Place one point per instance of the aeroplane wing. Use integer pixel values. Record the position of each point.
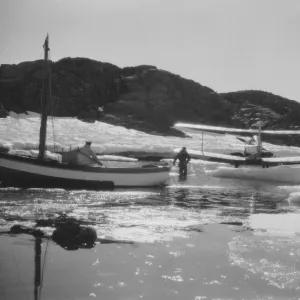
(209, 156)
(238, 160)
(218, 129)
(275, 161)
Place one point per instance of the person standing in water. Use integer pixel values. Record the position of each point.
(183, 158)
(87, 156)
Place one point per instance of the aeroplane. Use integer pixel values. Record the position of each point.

* * *

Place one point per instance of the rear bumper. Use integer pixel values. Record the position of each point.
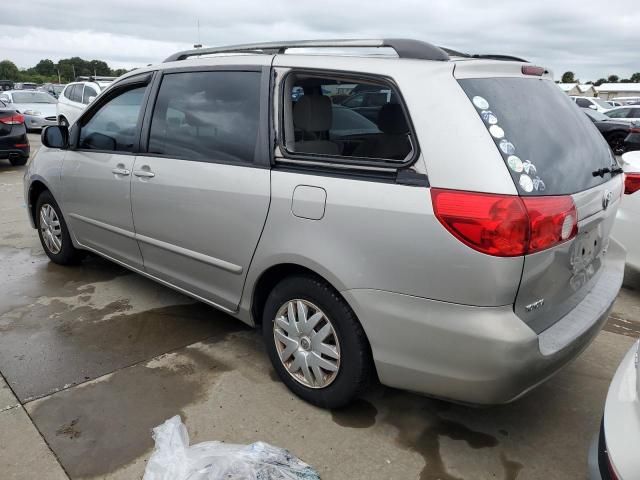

==

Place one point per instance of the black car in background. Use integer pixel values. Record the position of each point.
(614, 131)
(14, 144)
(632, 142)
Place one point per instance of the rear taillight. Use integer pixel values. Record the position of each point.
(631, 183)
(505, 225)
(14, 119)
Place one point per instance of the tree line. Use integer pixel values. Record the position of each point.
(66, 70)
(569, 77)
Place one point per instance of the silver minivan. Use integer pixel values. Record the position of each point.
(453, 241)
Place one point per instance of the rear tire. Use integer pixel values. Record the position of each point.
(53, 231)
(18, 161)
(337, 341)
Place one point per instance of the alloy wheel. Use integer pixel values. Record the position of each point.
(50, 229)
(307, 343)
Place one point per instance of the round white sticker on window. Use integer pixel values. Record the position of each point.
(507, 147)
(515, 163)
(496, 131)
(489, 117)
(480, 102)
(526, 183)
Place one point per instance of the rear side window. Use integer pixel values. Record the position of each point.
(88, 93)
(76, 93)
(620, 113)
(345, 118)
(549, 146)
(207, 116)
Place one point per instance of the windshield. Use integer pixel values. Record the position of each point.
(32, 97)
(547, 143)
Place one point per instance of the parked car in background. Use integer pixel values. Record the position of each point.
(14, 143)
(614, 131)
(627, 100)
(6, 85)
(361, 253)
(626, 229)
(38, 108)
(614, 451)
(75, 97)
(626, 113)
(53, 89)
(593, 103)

### What is expected
How many lines of the records contain the word "aeroplane"? Reply with the number alone.

### Written response
2